══ Texto selecionado
Compreendo, agora, alguma deferência com que era tratado e porque podia, ao contrário de outros nativos, mesmo que régulos, beber ao seu copo de água sentado à mesa, na varanda da nossa casa.
Estou a vê-lo, alto e elegante, na sua farda de "oficial de 2ª linha". E ao filho, cujo nome se me escapa no momento em que escrevo isto mas que prometo, dentro de algum tempo, aqui registar.





Os Correios


Lembro-me bem da inauguração da Estação dos Correios, sob direcção implacável do "meu primo"
Manuel dos Santos.
Nessa altura (finais dos anos cinquenta?) o edifício, com o seu primeiro andar, era a jóia da modernidade de Montepuez. O progresso parecia, finalmente, ter chegado!

A "Administração"






Perdeu a aura vagamente sinistra com que eu a encarava, desde a primeira vez em que vi, VI realmente, uma sessão de palmatoadas.
Claro que sabia que aquilo acontecia mas era um "saber" distanciado, um pouco asséptico, talvez apenas tintado por alguma curiosidade perversa.
 Mas, dessa vez, vi.
Vi o cipaio agarrar o punho do preso, puxar a mão que este abria porque a pancada da palmatória seria muito mais dolorosa sobre os nós dos dedos.
════
══ Material fornecido
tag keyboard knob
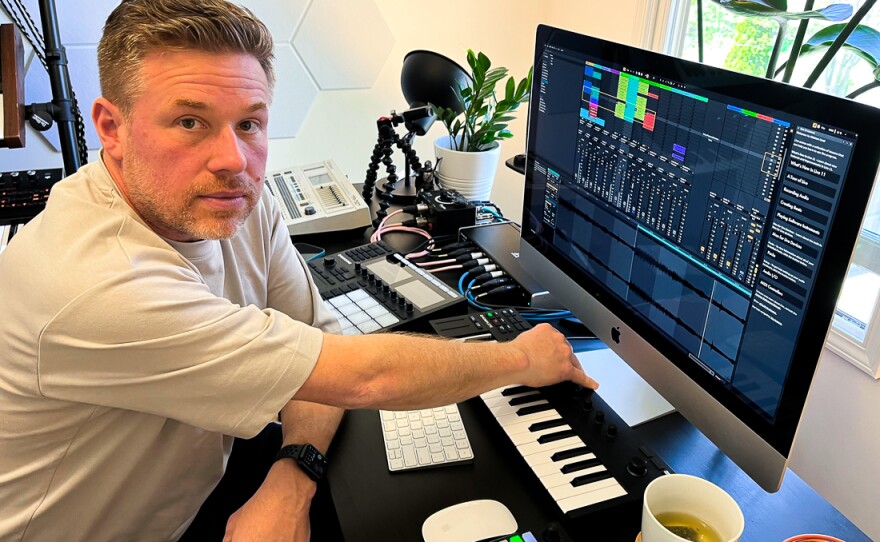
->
[626,455,648,478]
[583,397,593,413]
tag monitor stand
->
[575,348,675,427]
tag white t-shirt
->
[0,160,335,541]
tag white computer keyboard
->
[379,404,474,472]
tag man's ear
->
[92,97,126,162]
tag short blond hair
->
[98,0,275,113]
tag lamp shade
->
[400,50,470,113]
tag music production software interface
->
[531,45,857,420]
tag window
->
[651,0,880,378]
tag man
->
[0,0,596,540]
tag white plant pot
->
[434,135,501,200]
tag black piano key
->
[550,446,590,461]
[507,393,543,406]
[571,470,613,487]
[560,457,602,474]
[529,418,568,433]
[538,429,577,444]
[501,386,537,397]
[516,403,553,416]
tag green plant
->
[431,49,532,152]
[697,0,880,98]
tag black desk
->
[329,386,870,542]
[294,217,870,542]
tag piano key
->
[502,411,568,436]
[516,403,556,416]
[507,427,574,446]
[532,453,601,478]
[507,392,543,406]
[529,418,568,431]
[501,386,536,395]
[524,443,591,469]
[562,460,602,473]
[495,410,559,428]
[546,478,626,504]
[571,467,611,487]
[489,398,553,417]
[538,465,613,489]
[483,392,542,408]
[537,427,577,444]
[516,437,584,457]
[480,385,534,401]
[556,484,626,512]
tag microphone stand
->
[40,0,82,175]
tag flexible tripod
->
[362,111,430,226]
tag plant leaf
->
[712,0,853,21]
[800,23,880,69]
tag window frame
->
[648,0,880,379]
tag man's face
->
[111,51,270,241]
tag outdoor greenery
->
[431,49,532,152]
[687,0,880,98]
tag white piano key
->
[516,436,584,457]
[507,426,571,446]
[524,441,590,469]
[480,384,522,400]
[495,410,559,428]
[547,478,626,506]
[556,480,626,512]
[504,411,568,437]
[483,390,541,408]
[532,453,596,478]
[538,465,608,489]
[489,399,553,418]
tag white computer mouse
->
[422,499,517,542]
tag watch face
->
[297,444,327,481]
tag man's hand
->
[223,459,317,542]
[508,324,599,389]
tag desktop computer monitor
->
[520,26,880,492]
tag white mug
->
[641,474,745,542]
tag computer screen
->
[520,26,880,491]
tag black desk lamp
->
[363,50,470,223]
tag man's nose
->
[208,127,247,175]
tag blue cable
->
[306,250,327,262]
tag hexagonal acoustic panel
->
[293,0,394,90]
[269,43,318,138]
[236,0,309,42]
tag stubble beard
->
[125,151,260,240]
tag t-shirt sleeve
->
[37,265,323,437]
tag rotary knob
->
[626,455,648,478]
[583,397,593,412]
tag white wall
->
[791,349,880,540]
[10,0,880,540]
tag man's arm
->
[224,401,343,541]
[294,324,598,410]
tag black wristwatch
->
[275,444,327,482]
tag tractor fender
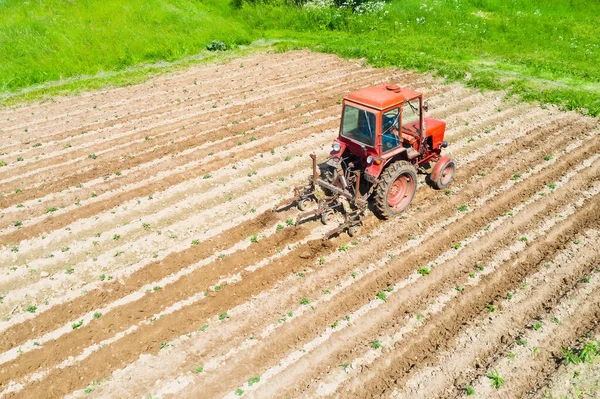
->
[431,157,451,181]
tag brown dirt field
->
[0,51,600,398]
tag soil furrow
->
[252,157,600,396]
[0,102,576,354]
[340,199,600,398]
[12,108,591,399]
[189,137,600,395]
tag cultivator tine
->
[323,209,362,241]
[296,209,323,224]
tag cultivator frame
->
[274,154,372,240]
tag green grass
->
[0,0,600,115]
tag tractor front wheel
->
[375,161,417,219]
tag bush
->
[206,40,229,51]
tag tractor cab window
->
[342,105,375,147]
[381,108,401,152]
[402,98,421,134]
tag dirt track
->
[0,51,600,398]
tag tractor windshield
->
[341,105,375,147]
[402,98,421,128]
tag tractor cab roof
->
[346,83,421,109]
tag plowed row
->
[0,51,600,398]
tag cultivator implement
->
[274,154,368,240]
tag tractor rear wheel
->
[429,157,456,190]
[375,161,417,219]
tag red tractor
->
[276,84,456,238]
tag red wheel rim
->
[388,173,415,212]
[440,162,454,186]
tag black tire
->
[374,161,417,219]
[429,159,456,190]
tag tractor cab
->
[330,84,446,181]
[275,84,456,238]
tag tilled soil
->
[0,51,600,398]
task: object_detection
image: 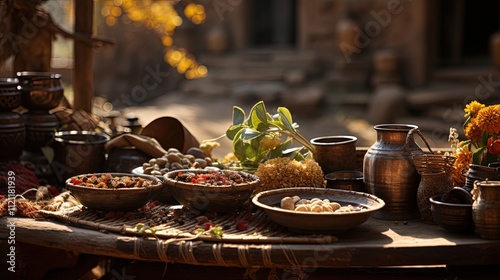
════
- **Atividade**:
Segundo o texto selecionado, o que representava o edifício da Estação dos Correios em Montepuez na altura da inauguração?

- **Resultado da tarefa**:
Com o seu primeiro andar, o edifício era a jóia da modernidade de Montepuez.